▶ [DOCUMENT EXCERPT]

------------

My guess is that the authors are in favor of some special handling that
would prevent interference between components (what appears between
delimiters), but this is not detailed, and of course that would harm the
transparency requirement.
In fact, what is sorely missing is a precise definition of how an IRI
with domain, path, fragment and query all potentially including RTL
characters should be displayed. The problem is that currently there is
no consensus on that matter. Since the target is not clearly painted,
the arrow does not know where to go.
C. So I see 2 possible venues:
1) IRIs are handled transparently. This is ideal for implementers. Then
some more restrictions should be placed on IRI creators to make sure
that the IRI on bus side can be interpreted unambiguously. The
restrictions may not be enforceable for path and query, but this is not
critical, since the IRI on bus side will typically be short and not
include these parts. IRIs on screen can hopefully be clicked on, or
copied and pasted into the address line of a browser, and will not be
typed manually.

------------

[Some records]
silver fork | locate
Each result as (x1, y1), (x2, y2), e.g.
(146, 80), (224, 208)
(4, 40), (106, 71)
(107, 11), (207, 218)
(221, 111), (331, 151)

------------

▶ [TASKS TO CARRY OUT]
1. Answer these questions about the text on displaying IRIs:
(a) Which requirement would special handling that prevents interference between components harm?
(b) What does the text say is sorely missing?
(c) In the first option, why is it not critical that the restrictions may not be enforceable for path and query?
2. From the text on displaying IRIs, reproduce the passage starting with "My guess is" and going on through "transparency requirement.".

▶ [OUTPUTS BY TASK]
1.
(a) The transparency requirement.
(b) A precise definition of how an IRI with domain, path, fragment and query, all potentially including RTL characters, should be displayed.
(c) Because the IRI on bus side will typically be short and not include these parts.

2.
My guess is that the authors are in favor of some special handling that
would prevent interference between components (what appears between
delimiters), but this is not detailed, and of course that would harm the
transparency requirement.